■ Written task 1: Repeat the article on media merger mania below word for word, in full.

[corp-focus] The Price of Media Merger Mania
Robert Weissman
rob@essential.org
Sat, 20 May 2000 19:22:44 -0400 (EDT)
The Price of Media Merger Mania
By Russell Mokhiber and Robert Weissman
May 2, 2000
The immediate victims in the raging battle between Time Warner and Disney
are the 3.5 million households who on May 1 suddenly lost cable access to
"Who Wants To Be A Millionaire" and other ABC programming.
Win, lose or draw for Time Warner and Disney -- and a negotiated truce is
likely soon -- the entire consuming public will be the long-run losers.
Underlying the dispute is the massive consolidation in the media business,
which has placed a half dozen megacorporations in control of a wide range
of broadcast and cable television networks, movie production, book
publishing and radio networks, as well as, increasingly, the cable,
satellite, internet and telephone system conduits to deliver media
content.
The Time Warner-Disney conflict is one example among many of how media
concentration empowers corporations while limiting consumer choice and
diminishing the diversity of publicized political viewpoints.
The flashpoint in the current controversy is Disney's demand that Time
Warner Cable Systems include more Disney-owned programming in its cable
packages. Disney has asked Time Warner to include the Disney Channel in
basic cable package, and to feature two other Disney channels, Toon Disney
and the Soap Channel. Disney has also reportedly demanded $300 million
from Time Warner for the rights to carry its channels.

■ Input:
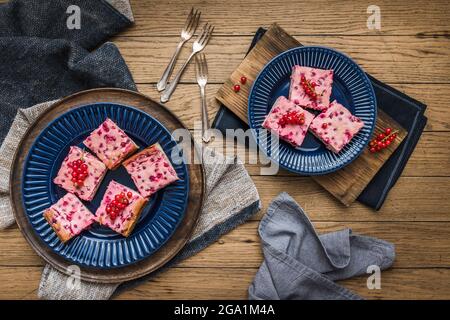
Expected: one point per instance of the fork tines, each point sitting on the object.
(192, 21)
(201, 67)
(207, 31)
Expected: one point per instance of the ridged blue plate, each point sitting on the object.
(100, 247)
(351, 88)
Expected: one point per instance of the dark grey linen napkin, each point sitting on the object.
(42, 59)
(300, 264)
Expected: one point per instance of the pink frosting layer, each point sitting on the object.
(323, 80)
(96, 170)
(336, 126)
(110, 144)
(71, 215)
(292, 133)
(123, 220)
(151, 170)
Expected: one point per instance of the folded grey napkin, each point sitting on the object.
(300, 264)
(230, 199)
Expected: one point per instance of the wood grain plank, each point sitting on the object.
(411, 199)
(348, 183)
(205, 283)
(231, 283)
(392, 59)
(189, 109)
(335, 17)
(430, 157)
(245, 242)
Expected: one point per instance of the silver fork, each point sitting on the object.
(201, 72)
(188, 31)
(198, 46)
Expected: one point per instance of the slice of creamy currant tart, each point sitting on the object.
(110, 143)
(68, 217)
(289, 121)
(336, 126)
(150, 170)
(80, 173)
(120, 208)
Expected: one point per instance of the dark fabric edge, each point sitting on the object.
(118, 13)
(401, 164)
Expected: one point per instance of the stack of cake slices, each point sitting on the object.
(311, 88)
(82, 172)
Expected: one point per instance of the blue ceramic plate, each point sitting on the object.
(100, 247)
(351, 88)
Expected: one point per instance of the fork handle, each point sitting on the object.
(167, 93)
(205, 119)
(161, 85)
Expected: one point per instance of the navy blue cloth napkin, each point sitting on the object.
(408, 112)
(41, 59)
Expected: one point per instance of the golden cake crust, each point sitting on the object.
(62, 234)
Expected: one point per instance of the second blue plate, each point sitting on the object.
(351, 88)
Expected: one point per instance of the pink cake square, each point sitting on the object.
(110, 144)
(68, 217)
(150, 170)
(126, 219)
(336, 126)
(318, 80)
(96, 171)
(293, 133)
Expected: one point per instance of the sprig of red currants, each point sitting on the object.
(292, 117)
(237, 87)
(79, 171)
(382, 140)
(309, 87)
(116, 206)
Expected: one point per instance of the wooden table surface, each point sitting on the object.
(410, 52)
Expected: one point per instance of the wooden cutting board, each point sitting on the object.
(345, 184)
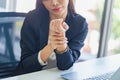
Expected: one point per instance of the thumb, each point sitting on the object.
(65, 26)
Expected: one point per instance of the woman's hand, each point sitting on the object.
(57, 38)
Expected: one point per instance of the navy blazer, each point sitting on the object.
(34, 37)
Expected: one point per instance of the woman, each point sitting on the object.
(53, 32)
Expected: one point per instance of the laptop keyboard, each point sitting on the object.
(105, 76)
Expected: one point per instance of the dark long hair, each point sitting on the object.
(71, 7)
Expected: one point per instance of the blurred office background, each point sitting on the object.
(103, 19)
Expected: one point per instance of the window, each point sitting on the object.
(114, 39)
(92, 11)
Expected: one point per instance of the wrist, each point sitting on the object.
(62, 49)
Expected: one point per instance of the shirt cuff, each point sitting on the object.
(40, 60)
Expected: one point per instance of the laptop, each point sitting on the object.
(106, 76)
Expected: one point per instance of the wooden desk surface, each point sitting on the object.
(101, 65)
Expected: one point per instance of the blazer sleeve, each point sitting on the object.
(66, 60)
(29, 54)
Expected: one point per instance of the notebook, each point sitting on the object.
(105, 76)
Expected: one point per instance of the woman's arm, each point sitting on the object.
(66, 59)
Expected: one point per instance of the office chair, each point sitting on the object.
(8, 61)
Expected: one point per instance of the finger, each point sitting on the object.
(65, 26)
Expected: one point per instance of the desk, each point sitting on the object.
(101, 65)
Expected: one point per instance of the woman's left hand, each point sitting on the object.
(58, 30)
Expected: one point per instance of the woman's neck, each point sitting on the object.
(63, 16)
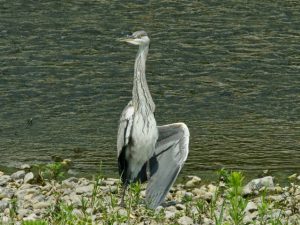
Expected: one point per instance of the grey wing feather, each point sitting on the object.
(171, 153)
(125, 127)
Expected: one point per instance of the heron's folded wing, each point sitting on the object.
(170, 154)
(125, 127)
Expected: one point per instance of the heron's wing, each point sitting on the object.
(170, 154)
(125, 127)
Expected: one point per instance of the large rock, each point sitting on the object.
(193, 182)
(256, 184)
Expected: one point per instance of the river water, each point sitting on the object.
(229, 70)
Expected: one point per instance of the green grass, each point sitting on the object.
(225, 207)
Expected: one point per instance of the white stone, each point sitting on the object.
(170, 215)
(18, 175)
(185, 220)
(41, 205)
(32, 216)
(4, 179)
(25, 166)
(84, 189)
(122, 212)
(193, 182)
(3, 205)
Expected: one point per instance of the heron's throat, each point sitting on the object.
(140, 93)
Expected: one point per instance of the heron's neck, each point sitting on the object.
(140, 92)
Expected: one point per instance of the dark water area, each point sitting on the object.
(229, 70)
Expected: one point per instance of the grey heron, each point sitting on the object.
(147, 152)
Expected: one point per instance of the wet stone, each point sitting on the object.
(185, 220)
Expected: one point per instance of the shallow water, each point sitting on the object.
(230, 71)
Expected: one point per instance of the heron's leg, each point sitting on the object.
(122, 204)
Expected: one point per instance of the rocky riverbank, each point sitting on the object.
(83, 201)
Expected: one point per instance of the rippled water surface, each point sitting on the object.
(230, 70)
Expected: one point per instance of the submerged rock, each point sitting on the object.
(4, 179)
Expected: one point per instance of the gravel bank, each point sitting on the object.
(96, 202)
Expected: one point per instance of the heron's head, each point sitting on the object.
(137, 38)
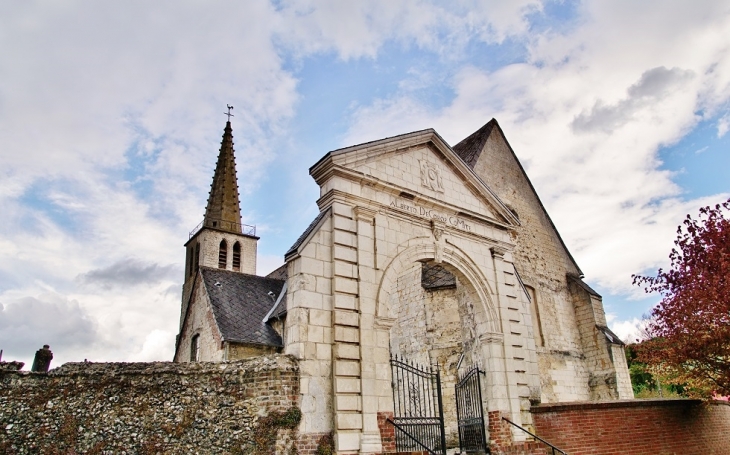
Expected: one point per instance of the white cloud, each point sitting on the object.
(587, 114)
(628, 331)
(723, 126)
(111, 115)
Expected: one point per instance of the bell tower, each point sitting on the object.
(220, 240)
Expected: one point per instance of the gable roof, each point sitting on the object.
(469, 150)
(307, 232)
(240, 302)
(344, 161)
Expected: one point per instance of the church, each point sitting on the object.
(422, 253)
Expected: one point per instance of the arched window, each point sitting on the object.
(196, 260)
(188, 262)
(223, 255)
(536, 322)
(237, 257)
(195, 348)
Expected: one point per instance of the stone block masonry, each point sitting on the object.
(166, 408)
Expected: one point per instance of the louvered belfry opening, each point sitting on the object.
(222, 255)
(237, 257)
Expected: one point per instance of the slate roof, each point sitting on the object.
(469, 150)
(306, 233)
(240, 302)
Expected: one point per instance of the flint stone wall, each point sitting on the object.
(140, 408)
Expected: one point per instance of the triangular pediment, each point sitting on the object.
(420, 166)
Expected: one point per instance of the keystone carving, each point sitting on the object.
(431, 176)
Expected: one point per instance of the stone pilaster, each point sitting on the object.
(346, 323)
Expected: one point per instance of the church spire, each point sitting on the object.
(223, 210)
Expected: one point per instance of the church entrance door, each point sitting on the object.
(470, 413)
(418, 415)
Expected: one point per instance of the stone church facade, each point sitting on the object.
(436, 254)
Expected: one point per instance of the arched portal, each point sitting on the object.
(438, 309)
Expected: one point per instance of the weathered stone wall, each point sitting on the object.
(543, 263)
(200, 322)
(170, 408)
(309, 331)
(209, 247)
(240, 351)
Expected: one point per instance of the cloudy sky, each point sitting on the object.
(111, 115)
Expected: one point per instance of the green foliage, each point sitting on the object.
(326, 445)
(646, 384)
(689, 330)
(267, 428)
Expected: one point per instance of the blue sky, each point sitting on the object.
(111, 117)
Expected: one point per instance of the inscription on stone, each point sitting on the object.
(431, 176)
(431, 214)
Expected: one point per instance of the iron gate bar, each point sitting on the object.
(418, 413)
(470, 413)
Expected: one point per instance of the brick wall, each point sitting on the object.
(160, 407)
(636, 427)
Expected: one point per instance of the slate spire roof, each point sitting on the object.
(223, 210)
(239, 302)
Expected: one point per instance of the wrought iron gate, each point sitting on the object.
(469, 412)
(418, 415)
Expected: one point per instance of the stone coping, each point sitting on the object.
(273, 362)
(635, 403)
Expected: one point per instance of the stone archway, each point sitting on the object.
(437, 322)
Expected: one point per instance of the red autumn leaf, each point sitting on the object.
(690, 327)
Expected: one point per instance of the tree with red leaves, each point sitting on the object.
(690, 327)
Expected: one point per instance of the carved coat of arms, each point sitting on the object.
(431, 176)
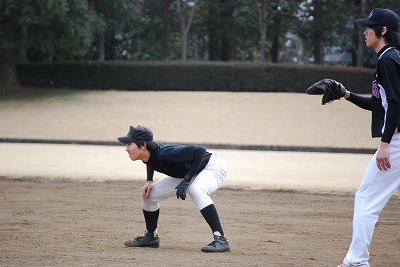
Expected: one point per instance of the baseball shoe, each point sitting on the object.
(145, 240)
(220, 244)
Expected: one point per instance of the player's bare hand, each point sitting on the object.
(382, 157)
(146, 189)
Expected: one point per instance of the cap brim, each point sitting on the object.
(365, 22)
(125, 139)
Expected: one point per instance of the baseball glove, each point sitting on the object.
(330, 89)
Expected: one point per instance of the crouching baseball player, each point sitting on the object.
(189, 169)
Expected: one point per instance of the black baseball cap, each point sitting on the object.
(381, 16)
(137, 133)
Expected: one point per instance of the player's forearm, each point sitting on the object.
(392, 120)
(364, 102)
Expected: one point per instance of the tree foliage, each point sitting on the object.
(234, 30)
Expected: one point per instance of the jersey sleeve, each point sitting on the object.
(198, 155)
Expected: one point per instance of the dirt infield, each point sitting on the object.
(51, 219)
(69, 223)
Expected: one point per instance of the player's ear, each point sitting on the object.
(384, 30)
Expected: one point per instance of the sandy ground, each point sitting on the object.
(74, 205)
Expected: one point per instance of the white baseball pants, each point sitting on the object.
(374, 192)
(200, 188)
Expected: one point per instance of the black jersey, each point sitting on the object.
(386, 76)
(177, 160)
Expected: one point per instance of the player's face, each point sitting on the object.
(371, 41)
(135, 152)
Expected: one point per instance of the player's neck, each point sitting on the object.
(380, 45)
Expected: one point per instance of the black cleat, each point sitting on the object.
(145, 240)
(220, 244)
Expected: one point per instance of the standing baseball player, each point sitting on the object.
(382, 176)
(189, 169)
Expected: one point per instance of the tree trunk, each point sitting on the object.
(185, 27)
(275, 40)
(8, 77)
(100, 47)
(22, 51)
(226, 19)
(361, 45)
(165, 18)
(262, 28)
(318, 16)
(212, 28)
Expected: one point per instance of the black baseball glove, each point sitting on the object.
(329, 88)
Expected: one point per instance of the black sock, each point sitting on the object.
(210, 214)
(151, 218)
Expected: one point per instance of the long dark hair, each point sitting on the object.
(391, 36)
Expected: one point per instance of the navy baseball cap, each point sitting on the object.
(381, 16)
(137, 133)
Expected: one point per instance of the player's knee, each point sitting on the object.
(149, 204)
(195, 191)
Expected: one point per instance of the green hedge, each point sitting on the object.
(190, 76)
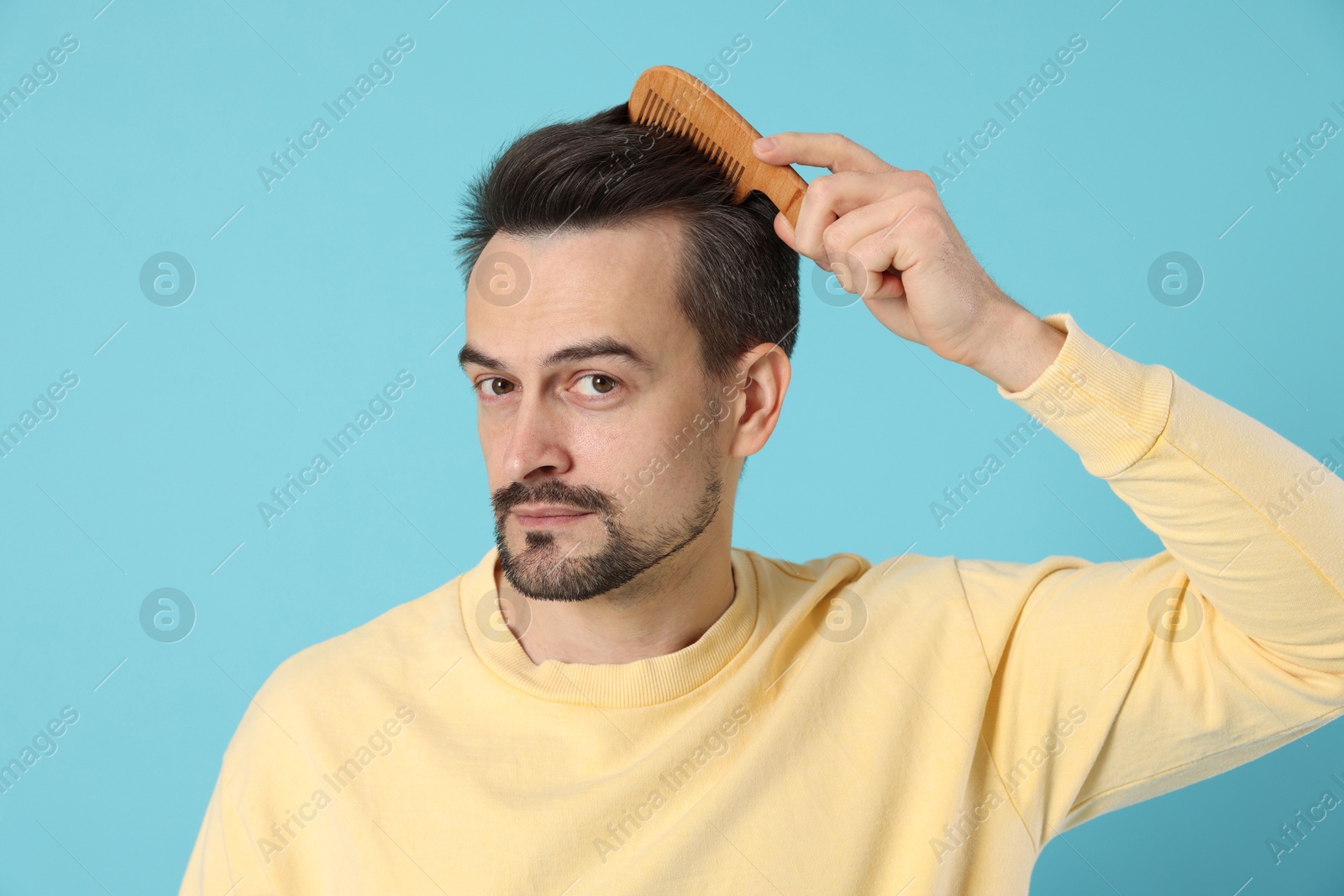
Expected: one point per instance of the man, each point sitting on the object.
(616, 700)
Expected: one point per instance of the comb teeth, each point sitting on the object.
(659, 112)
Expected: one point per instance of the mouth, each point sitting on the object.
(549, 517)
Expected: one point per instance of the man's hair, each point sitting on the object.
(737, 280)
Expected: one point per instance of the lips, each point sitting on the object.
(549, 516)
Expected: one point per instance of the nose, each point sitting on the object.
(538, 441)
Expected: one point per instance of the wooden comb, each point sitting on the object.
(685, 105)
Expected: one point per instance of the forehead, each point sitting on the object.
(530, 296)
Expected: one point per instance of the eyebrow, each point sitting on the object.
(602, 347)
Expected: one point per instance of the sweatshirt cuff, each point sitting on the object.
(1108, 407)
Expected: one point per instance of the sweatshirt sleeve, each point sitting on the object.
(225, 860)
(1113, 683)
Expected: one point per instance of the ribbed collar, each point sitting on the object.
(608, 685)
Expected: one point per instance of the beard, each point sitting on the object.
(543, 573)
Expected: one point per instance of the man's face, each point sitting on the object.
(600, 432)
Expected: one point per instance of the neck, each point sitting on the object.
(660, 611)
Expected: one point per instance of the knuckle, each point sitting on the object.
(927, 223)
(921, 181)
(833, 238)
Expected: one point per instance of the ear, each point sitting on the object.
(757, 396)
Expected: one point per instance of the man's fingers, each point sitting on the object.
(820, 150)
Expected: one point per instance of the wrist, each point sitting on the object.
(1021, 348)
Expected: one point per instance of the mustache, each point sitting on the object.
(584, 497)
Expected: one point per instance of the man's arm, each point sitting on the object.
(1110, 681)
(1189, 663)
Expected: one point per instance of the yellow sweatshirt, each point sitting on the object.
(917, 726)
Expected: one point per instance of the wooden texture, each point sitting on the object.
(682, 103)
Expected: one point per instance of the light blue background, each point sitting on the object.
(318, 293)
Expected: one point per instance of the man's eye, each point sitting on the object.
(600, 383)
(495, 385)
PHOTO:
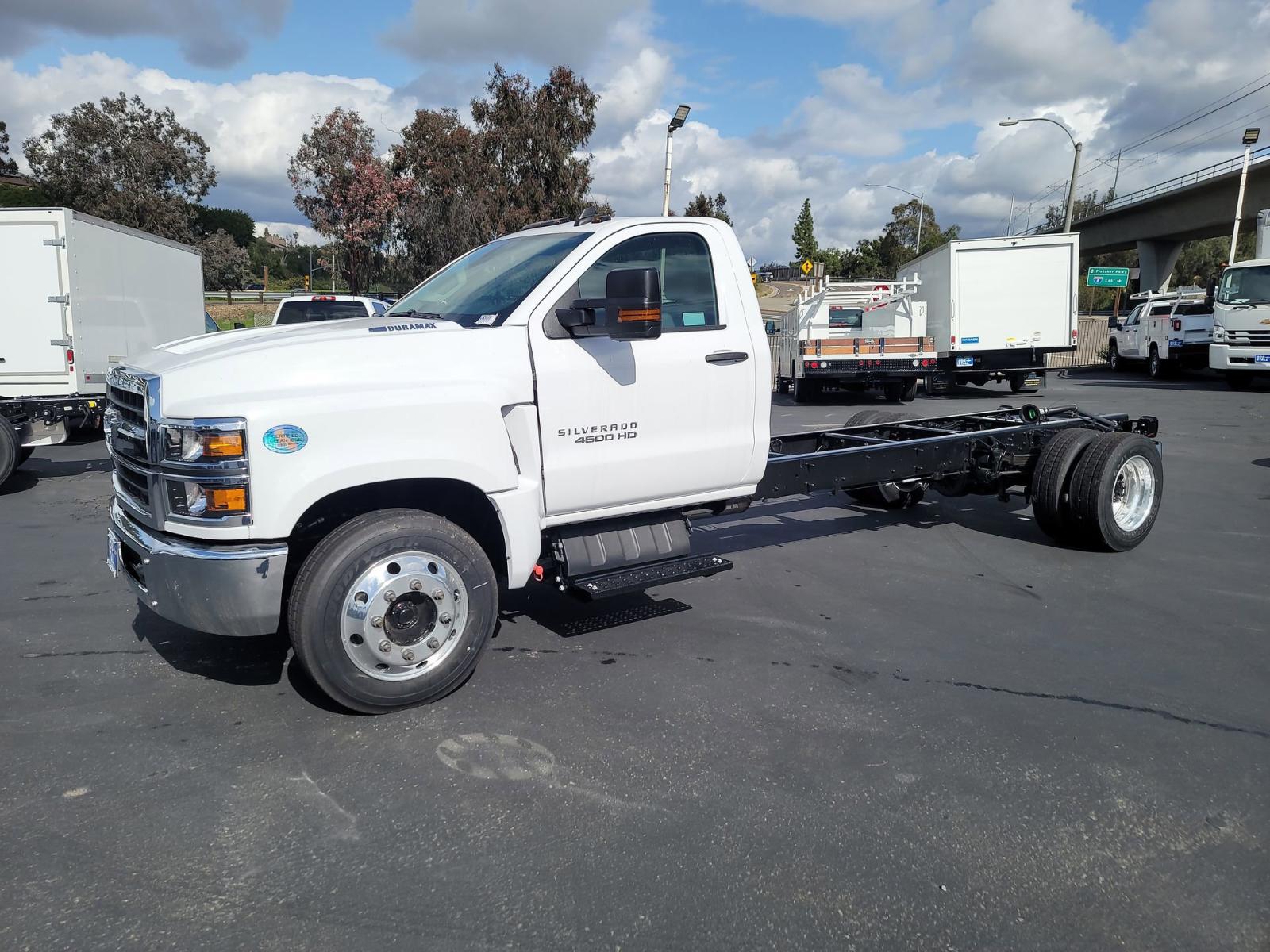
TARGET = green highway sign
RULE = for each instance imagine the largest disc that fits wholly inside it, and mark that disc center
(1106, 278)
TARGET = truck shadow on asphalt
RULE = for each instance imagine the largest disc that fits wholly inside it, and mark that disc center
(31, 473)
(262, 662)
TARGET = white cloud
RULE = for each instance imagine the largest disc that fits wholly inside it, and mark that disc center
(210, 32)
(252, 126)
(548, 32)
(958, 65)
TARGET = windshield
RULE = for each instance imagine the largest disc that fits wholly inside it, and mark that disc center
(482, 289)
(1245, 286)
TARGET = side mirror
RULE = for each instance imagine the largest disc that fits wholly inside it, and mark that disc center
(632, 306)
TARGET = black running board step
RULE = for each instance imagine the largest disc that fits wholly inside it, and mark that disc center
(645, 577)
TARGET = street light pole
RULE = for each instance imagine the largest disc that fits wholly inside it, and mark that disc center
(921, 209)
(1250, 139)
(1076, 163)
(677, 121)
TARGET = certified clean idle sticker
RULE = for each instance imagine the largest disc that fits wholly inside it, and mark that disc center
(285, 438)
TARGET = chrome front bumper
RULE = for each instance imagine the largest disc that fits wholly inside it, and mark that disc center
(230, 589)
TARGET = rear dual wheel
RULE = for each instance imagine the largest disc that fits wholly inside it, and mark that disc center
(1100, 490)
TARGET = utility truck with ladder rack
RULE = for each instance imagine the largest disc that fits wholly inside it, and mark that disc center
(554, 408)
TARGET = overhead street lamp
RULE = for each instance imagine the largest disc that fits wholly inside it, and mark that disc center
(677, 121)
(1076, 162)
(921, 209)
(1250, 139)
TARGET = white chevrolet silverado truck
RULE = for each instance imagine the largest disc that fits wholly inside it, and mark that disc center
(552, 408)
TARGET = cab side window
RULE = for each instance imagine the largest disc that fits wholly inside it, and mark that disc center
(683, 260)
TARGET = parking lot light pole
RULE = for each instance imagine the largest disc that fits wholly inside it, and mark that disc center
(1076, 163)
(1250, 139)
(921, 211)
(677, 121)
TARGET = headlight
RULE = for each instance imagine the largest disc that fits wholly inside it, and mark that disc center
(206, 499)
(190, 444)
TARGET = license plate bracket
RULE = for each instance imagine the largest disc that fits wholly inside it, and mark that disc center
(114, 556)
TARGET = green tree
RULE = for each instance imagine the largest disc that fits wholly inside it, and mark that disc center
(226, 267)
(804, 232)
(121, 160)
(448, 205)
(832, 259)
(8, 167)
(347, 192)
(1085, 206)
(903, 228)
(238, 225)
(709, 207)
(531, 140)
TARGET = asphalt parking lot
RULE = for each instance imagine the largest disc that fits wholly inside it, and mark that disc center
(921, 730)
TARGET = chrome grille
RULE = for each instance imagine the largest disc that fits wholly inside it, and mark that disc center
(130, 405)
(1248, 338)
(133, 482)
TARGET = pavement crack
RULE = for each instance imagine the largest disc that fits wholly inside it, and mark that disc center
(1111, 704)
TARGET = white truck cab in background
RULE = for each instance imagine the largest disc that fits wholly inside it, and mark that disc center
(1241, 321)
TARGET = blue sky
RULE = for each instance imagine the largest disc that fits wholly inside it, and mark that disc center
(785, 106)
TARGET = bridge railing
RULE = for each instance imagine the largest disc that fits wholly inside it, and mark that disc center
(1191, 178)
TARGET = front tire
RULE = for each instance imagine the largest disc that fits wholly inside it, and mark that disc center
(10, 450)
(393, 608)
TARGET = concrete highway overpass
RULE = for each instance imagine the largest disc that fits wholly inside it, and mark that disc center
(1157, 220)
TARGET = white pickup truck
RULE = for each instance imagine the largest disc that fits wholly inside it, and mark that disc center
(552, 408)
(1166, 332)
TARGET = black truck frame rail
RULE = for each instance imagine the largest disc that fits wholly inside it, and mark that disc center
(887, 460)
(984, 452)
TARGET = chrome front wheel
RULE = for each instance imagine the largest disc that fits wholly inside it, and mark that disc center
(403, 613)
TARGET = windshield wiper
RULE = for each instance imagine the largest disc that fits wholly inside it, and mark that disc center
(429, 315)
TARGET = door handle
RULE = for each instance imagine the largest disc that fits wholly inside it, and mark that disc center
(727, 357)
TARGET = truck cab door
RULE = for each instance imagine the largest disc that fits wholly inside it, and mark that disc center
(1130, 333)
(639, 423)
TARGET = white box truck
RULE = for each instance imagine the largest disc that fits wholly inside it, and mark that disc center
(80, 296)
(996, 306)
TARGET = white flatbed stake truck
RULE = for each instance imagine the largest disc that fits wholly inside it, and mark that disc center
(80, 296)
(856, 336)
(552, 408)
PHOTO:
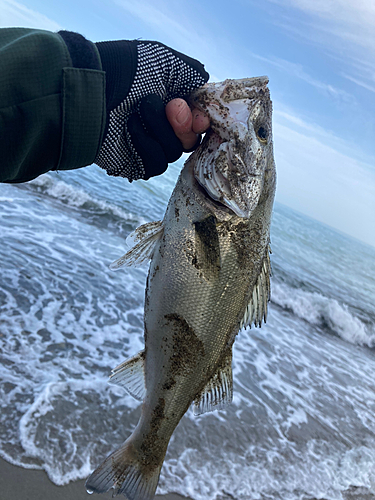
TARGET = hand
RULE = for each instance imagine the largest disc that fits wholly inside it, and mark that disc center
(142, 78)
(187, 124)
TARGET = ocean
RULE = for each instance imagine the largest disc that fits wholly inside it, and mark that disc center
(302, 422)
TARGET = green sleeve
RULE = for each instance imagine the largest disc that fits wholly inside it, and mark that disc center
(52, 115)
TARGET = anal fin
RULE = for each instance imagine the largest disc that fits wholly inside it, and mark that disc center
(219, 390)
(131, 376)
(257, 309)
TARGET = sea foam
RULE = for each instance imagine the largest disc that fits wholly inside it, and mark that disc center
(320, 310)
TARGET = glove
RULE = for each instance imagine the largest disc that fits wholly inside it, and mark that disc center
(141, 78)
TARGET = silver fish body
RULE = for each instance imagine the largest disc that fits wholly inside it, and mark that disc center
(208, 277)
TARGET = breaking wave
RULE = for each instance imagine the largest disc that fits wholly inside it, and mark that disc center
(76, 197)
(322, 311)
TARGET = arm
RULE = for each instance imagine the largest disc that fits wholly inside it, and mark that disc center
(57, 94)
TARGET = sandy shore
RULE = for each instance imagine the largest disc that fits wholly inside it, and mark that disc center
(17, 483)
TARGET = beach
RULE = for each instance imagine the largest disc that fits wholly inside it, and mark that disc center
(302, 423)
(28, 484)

■ Written task 2: Copy out everything in the records above from the line containing "Expected: one point per instance of the neck, each" down to the line containing "(1021, 348)", with both of those lines included.

■ Worked answer 1:
[corp-focus] The Price of Media Merger Mania
Robert Weissman
rob@essential.org
Sat, 20 May 2000 19:22:44 -0400 (EDT)
The Price of Media Merger Mania
By Russell Mokhiber and Robert Weissman
May 2, 2000
The immediate victims in the raging battle between Time Warner and Disney
are the 3.5 million households who on May 1 suddenly lost cable access to
"Who Wants To Be A Millionaire" and other ABC programming.
Win, lose or draw for Time Warner and Disney -- and a negotiated truce is
likely soon -- the entire consuming public will be the long-run losers.
Underlying the dispute is the massive consolidation in the media business,
which has placed a half dozen megacorporations in control of a wide range
of broadcast and cable television networks, movie production, book
publishing and radio networks, as well as, increasingly, the cable,
satellite, internet and telephone system conduits to deliver media
content.
The Time Warner-Disney conflict is one example among many of how media
concentration empowers corporations while limiting consumer choice and
diminishing the diversity of publicized political viewpoints.
The flashpoint in the current controversy is Disney's demand that Time
Warner Cable Systems include more Disney-owned programming in its cable
packages. Disney has asked Time Warner to include the Disney Channel in
basic cable package, and to feature two other Disney channels, Toon Disney
and the Soap Channel. Disney has also reportedly demanded $300 million
from Time Warner for the rights to carry its channels.

■ Worked answer 2:
Expected: one point per instance of the neck, each point sitting on the object.
(660, 611)
Expected: one point per instance of the knuckle, each point sitting on the object.
(927, 223)
(921, 181)
(833, 238)
Expected: one point per instance of the ear, each point sitting on the object.
(757, 396)
Expected: one point per instance of the man's fingers, each point sitting on the object.
(820, 150)
Expected: one point per instance of the wrist, each point sitting on the object.
(1021, 348)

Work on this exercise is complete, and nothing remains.